**TASK INSTRUCTIONS**
Which lines in the records below contain the string "wall", with case counting? Copy each of those lines in full.

**SUPPLIED RECORDS**
•••••
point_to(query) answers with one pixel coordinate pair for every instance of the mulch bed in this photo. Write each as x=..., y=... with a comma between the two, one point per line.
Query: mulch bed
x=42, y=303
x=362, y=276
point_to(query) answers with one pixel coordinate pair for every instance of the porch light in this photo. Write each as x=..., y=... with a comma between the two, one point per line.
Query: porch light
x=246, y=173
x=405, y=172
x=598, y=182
•••••
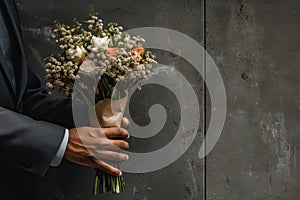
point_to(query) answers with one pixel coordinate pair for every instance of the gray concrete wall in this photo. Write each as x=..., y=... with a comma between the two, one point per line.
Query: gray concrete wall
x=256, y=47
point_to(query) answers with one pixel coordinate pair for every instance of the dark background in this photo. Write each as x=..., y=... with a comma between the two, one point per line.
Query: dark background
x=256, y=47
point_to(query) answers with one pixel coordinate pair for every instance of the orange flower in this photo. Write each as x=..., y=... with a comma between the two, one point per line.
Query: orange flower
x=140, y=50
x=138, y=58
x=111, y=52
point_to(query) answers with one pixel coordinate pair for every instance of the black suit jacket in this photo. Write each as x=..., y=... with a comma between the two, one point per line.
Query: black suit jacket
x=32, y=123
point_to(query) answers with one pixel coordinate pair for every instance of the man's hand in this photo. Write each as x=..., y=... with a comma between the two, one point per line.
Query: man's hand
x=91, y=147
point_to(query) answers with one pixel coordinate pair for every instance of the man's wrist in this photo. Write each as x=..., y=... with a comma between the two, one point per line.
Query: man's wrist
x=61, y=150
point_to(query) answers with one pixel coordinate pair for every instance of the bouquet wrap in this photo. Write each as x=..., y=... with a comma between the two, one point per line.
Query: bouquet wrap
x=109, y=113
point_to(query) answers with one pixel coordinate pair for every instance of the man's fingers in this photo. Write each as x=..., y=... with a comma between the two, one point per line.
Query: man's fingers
•••••
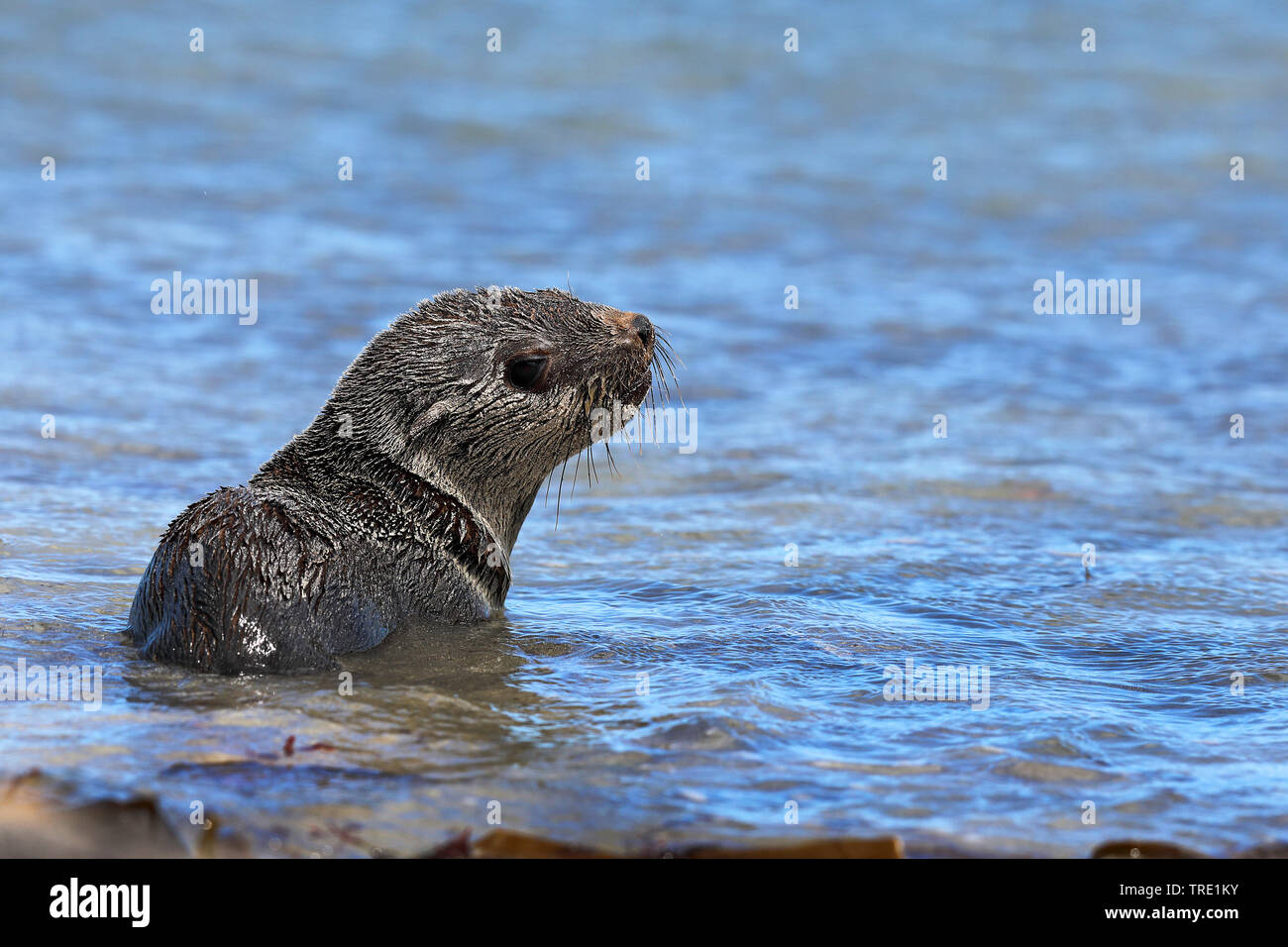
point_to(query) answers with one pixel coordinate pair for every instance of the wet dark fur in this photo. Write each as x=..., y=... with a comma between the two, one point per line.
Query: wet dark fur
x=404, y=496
•••••
**FULL SOLUTION**
point_to(query) answers with one pixel coordinate pair for every instance of the gray concrete wall in this photo. Write each as x=..., y=... with a comma between the two, one point per line.
Query: gray concrete wall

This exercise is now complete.